You must be a part time magician. I have never seen that length of fascia separate from a house with the ease that you demonstrated. Ditto for me on priming and painting the replacement before installation.
Some additional info people should note before attempting: The 45 degree cut was probably made originally and he just matched it. Its a common joint technique (called a scarf joint) used when extending boards (often seen on interior trim as well). Also, to actually remove the board without removing the gutter, you will need an oscillating tool to cut thru the nails that attach the fascia to the rafter ends... and obviously remove the long gutter nails from front of the rotten board as well. This video also assumes the gutter is attached well enough on either side of the rotten board to remove just that board section... which might not be the case. It very well could be alot easier to remove the whole gutter completely first, BUT TO DO THAT you need to have a couple of people or a system to support the gutter as it will easily bend under it’s own weight when detached on one end.
Yeah I replaced fascia board on my garage and it was such a pain to get in level and flush against the rafter ends and the bottom end of the rafters which were a little rotted. I tried swimming with no luck.. Next time I will leave it to the pros like yourself
If I were you, I would paint the wood thoroughly on all sides and edges before I install on the house. This is my personal opinion , I am not a construction expert. Thank you.
I think not painting the wood resting behind the gutter is asking to do the job again soon. Once you know the size of the piece of wood removed or length needed to replace go ahead and put the board on saw horses and prime it then paint second coat. This way, you aren't getting paint on the gutter trying to cut in unnecessarily, plus not taking the gutter down it means you put only one screw in the fascia board mounting to the rafter tail...not the best way to do it in my opinion. to each his own.
Can you please come to my house i so love your work ethics either you or someone just exactly like you I do not care for people that do half-assed work either do it or don't create more of a problem doing it wrong I need you I love the way you think I want to say thank you for your expertise in your probably everything you do
ALWAYS OIL PRIME BARE WOOD BEFORE APPLYING LATEX PAINT!! If you apply oil based primer, it will absorb into the wood. You will NEVER have wood rot if you oil prime it. Then apply your choice of latex paint.
Hi! So you don't need to remove the drip edge?? Isn't the drip edge nailed to the fascia board?? I'm asking because I need to replace my fascia and I don't know much about it. Thank you.

* Given data:

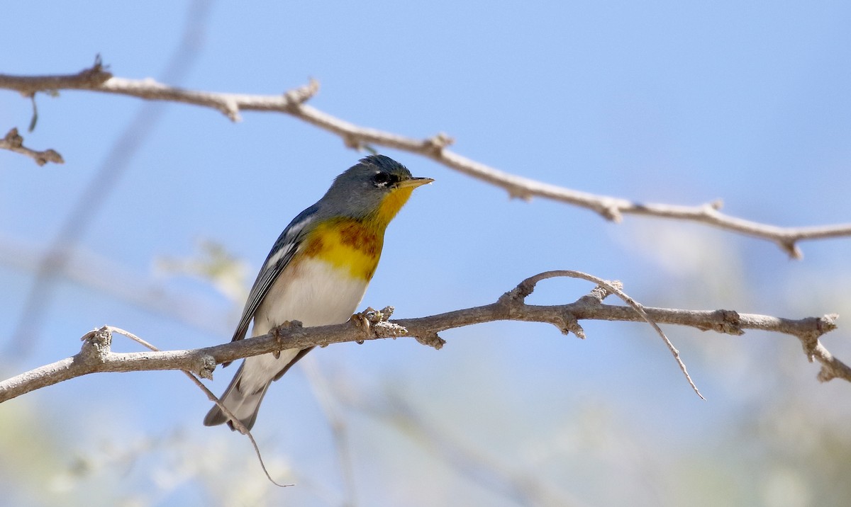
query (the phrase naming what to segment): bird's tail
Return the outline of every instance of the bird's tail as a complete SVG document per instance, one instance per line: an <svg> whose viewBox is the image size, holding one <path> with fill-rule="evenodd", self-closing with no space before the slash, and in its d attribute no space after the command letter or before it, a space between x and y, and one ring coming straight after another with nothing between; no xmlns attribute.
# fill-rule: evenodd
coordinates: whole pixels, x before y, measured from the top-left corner
<svg viewBox="0 0 851 507"><path fill-rule="evenodd" d="M225 393L221 395L219 398L221 400L223 405L227 407L243 425L248 428L251 429L254 425L254 421L257 420L257 412L260 408L260 402L263 401L263 397L266 395L266 390L269 388L269 384L271 383L270 380L261 389L254 391L254 392L243 392L241 389L242 385L240 380L243 376L243 367L245 365L243 363L239 366L239 370L237 375L233 375L233 380L231 380L231 385L227 386L225 390ZM204 417L204 425L205 426L214 426L216 425L221 425L227 423L227 425L231 426L231 430L236 428L233 427L233 422L231 419L222 412L221 408L218 405L213 407L209 412L207 413L207 416Z"/></svg>

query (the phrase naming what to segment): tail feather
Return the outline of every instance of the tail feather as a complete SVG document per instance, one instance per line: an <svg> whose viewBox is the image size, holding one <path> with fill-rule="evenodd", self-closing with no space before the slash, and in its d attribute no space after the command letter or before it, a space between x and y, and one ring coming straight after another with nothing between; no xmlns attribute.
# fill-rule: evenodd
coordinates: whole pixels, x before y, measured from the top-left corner
<svg viewBox="0 0 851 507"><path fill-rule="evenodd" d="M244 365L244 363L240 365L237 375L233 375L233 380L231 380L231 385L227 386L225 393L219 399L236 416L239 422L250 430L254 425L254 421L257 420L257 412L260 410L260 402L263 401L263 397L266 396L266 392L271 382L270 381L261 389L254 392L243 392L241 389L240 380L243 376L243 367ZM207 413L207 416L204 417L205 426L214 426L225 423L227 423L227 425L231 426L231 430L236 429L233 426L231 418L226 415L218 405L210 408L210 411Z"/></svg>

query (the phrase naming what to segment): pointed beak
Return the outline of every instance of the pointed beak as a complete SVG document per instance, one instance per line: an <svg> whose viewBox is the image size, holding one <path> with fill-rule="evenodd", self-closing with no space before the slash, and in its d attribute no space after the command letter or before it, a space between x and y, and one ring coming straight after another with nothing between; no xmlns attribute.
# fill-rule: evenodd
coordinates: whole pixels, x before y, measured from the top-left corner
<svg viewBox="0 0 851 507"><path fill-rule="evenodd" d="M421 187L423 185L427 185L434 180L431 177L412 177L411 179L406 179L403 182L399 182L398 188L404 189L407 187L413 187L416 189L417 187Z"/></svg>

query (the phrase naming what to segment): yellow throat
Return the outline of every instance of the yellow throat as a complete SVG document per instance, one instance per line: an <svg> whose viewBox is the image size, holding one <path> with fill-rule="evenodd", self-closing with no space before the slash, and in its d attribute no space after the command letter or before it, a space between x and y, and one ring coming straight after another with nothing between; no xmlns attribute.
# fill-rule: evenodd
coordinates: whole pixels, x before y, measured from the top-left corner
<svg viewBox="0 0 851 507"><path fill-rule="evenodd" d="M319 224L305 240L305 255L369 281L378 268L387 224L408 202L414 189L400 187L390 192L376 211L363 219L334 218Z"/></svg>

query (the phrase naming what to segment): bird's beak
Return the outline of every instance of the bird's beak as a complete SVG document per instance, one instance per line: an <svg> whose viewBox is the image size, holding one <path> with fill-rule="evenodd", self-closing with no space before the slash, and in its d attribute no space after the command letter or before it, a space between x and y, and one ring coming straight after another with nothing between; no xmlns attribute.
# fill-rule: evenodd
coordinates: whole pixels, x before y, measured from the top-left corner
<svg viewBox="0 0 851 507"><path fill-rule="evenodd" d="M431 177L412 177L411 179L406 179L405 181L399 182L397 185L399 189L405 189L407 187L416 189L417 187L421 187L422 185L427 185L433 181L434 180Z"/></svg>

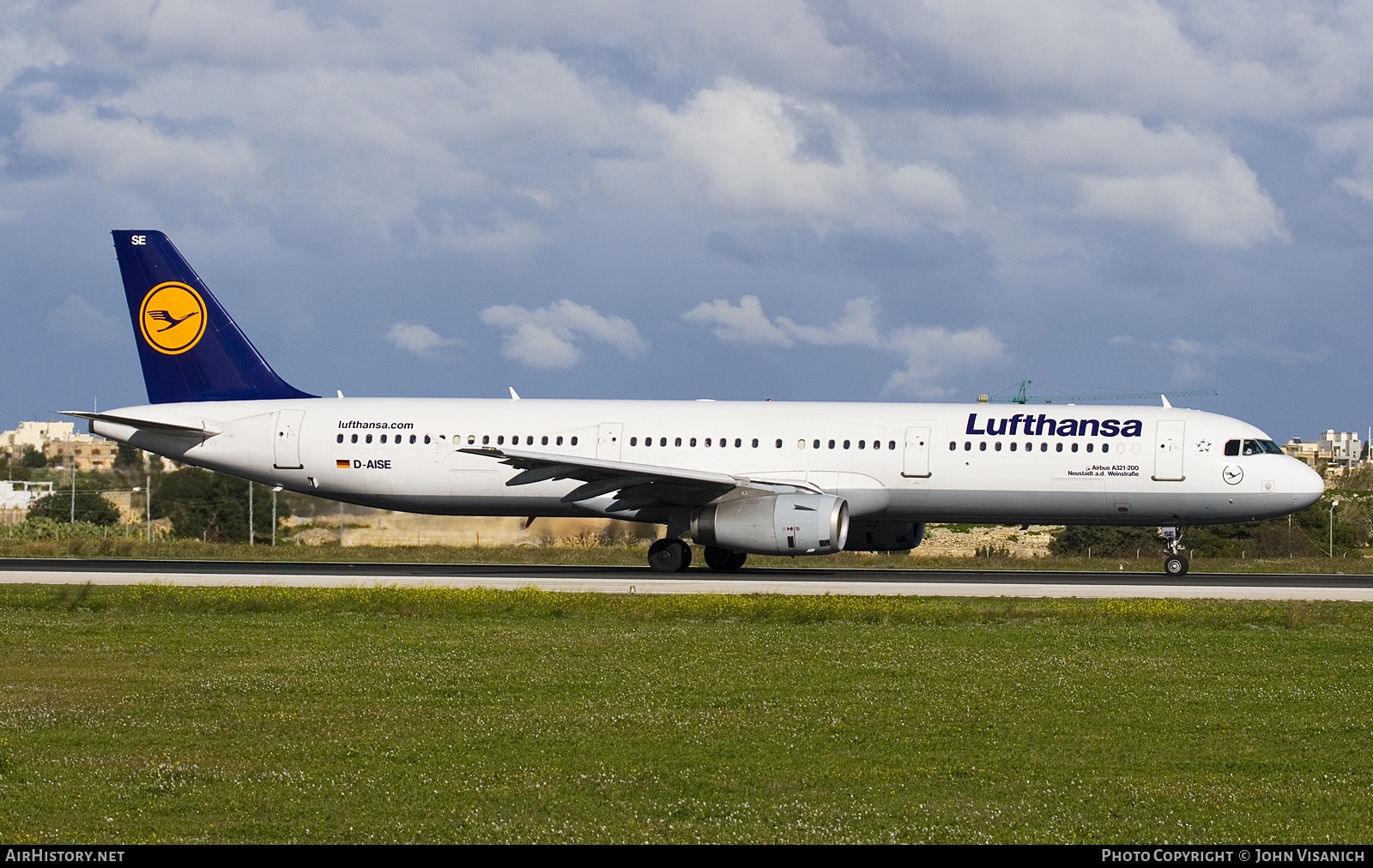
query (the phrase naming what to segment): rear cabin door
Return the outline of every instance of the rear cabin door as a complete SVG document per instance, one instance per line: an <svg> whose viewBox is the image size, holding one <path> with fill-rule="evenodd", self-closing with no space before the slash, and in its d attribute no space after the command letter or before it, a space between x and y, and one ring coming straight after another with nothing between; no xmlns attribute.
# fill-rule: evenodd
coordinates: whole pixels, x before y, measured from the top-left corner
<svg viewBox="0 0 1373 868"><path fill-rule="evenodd" d="M301 423L303 409L283 409L276 415L276 437L273 442L273 466L277 470L301 470Z"/></svg>
<svg viewBox="0 0 1373 868"><path fill-rule="evenodd" d="M1164 419L1159 422L1159 434L1153 444L1153 479L1156 482L1181 482L1182 438L1186 435L1186 422Z"/></svg>
<svg viewBox="0 0 1373 868"><path fill-rule="evenodd" d="M596 429L596 457L603 461L618 461L619 441L623 439L621 437L623 433L625 423L622 422L600 423L600 427Z"/></svg>
<svg viewBox="0 0 1373 868"><path fill-rule="evenodd" d="M930 477L930 426L906 429L906 448L901 461L901 475L924 479Z"/></svg>

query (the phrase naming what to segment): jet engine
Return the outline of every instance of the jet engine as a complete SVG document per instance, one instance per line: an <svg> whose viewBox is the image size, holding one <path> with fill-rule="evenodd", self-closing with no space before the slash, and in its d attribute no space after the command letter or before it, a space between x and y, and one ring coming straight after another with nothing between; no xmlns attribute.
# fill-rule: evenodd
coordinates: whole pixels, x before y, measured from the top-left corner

* Exercise A: Please translate this sentence from the fascia repair comments into Spanish: "If you apply oil based primer, it will absorb into the wood."
* Exercise B: In the fascia repair comments, what is the name of the 45 degree joint used when extending boards?

* Response A: Si aplicas una imprimación a base de aceite, se absorberá en la madera.

* Response B: A scarf joint.